• **DESCRIPTION OF THE TASK**: Please convert the records below into a JSON list of strings, one string per line, leaving out blank lines.

• **PROVIDED ENTRIES**:

════

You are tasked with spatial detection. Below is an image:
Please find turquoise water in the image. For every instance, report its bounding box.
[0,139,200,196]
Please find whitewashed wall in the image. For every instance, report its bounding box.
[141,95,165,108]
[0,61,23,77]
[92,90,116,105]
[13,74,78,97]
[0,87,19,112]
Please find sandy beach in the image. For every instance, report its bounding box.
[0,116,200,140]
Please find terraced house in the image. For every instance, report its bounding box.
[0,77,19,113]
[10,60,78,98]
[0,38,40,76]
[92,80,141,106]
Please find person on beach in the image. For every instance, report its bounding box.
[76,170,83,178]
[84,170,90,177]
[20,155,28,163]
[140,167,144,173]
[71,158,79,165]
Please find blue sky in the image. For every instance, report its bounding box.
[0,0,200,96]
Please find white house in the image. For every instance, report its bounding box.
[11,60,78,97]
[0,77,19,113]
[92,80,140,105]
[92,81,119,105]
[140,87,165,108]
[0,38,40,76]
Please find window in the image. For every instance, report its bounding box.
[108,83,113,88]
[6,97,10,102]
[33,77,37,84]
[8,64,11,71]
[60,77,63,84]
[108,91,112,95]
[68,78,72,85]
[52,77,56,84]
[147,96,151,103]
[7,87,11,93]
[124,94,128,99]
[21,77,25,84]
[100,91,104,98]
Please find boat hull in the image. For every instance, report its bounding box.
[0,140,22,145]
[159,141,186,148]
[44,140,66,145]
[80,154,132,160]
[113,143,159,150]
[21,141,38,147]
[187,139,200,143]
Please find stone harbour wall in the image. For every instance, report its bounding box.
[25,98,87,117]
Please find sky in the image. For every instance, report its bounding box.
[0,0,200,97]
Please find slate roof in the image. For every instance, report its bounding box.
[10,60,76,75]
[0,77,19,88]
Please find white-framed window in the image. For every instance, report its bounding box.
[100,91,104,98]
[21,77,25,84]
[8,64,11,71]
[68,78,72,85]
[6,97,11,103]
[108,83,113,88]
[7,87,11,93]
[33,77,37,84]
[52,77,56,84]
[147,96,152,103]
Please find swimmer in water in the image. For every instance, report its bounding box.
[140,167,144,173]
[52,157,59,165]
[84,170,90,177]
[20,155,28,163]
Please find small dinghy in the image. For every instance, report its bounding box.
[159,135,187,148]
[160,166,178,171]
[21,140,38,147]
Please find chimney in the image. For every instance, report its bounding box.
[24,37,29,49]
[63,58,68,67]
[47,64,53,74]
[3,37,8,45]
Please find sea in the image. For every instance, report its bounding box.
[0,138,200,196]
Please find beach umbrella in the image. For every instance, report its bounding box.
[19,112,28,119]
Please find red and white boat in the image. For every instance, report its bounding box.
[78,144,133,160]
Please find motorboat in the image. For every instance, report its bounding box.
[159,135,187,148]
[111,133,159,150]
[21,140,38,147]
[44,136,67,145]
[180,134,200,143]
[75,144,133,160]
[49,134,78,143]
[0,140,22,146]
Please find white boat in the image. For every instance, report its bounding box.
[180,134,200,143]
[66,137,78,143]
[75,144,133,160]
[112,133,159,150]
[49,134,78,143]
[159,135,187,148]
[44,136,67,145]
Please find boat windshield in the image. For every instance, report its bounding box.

════

• **TASK RESULT**:
[
  "You are tasked with spatial detection. Below is an image:",
  "Please find turquoise water in the image. For every instance, report its bounding box.",
  "[0,139,200,196]",
  "Please find whitewashed wall in the image. For every instance, report its bounding box.",
  "[141,95,165,108]",
  "[0,61,23,77]",
  "[92,90,116,105]",
  "[13,74,78,97]",
  "[0,87,19,112]",
  "Please find sandy beach in the image. For every instance, report its bounding box.",
  "[0,116,200,140]",
  "Please find terraced house in the image. For every instance, report its bounding box.",
  "[0,77,19,113]",
  "[10,60,78,98]",
  "[0,38,40,76]",
  "[92,80,141,106]",
  "Please find person on beach in the image. For every instance, report its bounding box.",
  "[76,170,83,178]",
  "[84,170,90,177]",
  "[20,155,28,163]",
  "[140,167,144,173]",
  "[71,158,79,165]",
  "Please find blue sky in the image. For every instance, report its bounding box.",
  "[0,0,200,96]",
  "Please find white house in the image. For every instance, report its bounding box.",
  "[11,60,78,97]",
  "[0,77,19,113]",
  "[92,80,140,105]",
  "[92,81,119,105]",
  "[140,87,165,108]",
  "[0,38,40,76]",
  "Please find window in the image. For every instance, report its bounding box.",
  "[108,83,113,88]",
  "[6,97,10,102]",
  "[33,77,37,84]",
  "[8,64,11,71]",
  "[60,77,63,84]",
  "[108,91,112,95]",
  "[68,78,72,85]",
  "[52,77,56,84]",
  "[147,96,151,103]",
  "[7,87,11,93]",
  "[124,94,128,99]",
  "[21,77,25,84]",
  "[100,91,104,98]",
  "Please find boat hull in the image. For every instance, report its bounding box.",
  "[0,140,22,145]",
  "[159,141,186,148]",
  "[44,140,66,145]",
  "[80,154,132,160]",
  "[113,143,159,150]",
  "[21,141,38,147]",
  "[187,139,200,143]",
  "Please find stone harbour wall in the image. For every instance, report its bounding box.",
  "[25,98,87,117]",
  "Please find sky in the image. For every instance, report its bounding box.",
  "[0,0,200,97]",
  "Please find slate roof in the image. For every instance, report its bounding box.",
  "[10,60,76,75]",
  "[0,77,19,88]",
  "Please find white-framed window in the image. For every instance, report its bounding box.",
  "[100,91,104,98]",
  "[21,77,25,84]",
  "[8,64,11,71]",
  "[68,78,72,85]",
  "[6,97,11,103]",
  "[108,83,113,88]",
  "[7,87,11,93]",
  "[33,77,37,84]",
  "[52,77,56,84]",
  "[147,96,152,103]",
  "Please find swimmer in water in the image. For every instance, report its bounding box.",
  "[140,167,144,173]",
  "[52,157,59,165]",
  "[84,170,90,177]",
  "[20,155,28,163]",
  "Please find small dinghy in the image. For every instance, report its bounding box.",
  "[159,135,187,148]",
  "[160,166,178,171]",
  "[21,140,38,147]",
  "Please find chimney in the image. For every instance, report its bounding box.",
  "[24,37,29,49]",
  "[63,58,68,67]",
  "[47,64,53,74]",
  "[3,37,8,45]",
  "Please find sea in the image. For every instance, report its bounding box.",
  "[0,138,200,196]",
  "Please find beach umbrella in the image. For every instance, report its bounding box.",
  "[19,112,28,119]",
  "Please find red and white boat in the image. For every instance, report its bounding box.",
  "[78,144,133,160]",
  "Please find motorboat in the image. For every instance, report its bounding box.",
  "[159,135,187,148]",
  "[111,133,159,150]",
  "[21,140,38,147]",
  "[44,136,67,145]",
  "[180,134,200,143]",
  "[75,144,133,160]",
  "[49,134,78,143]",
  "[0,140,22,146]",
  "Please find white boat in the image. For every instance, report its bounding box.",
  "[180,134,200,143]",
  "[66,137,78,143]",
  "[75,144,133,160]",
  "[112,133,159,150]",
  "[49,134,78,143]",
  "[159,135,187,148]",
  "[44,136,67,145]",
  "Please find boat windshield in the image. For every instance, report its bounding box."
]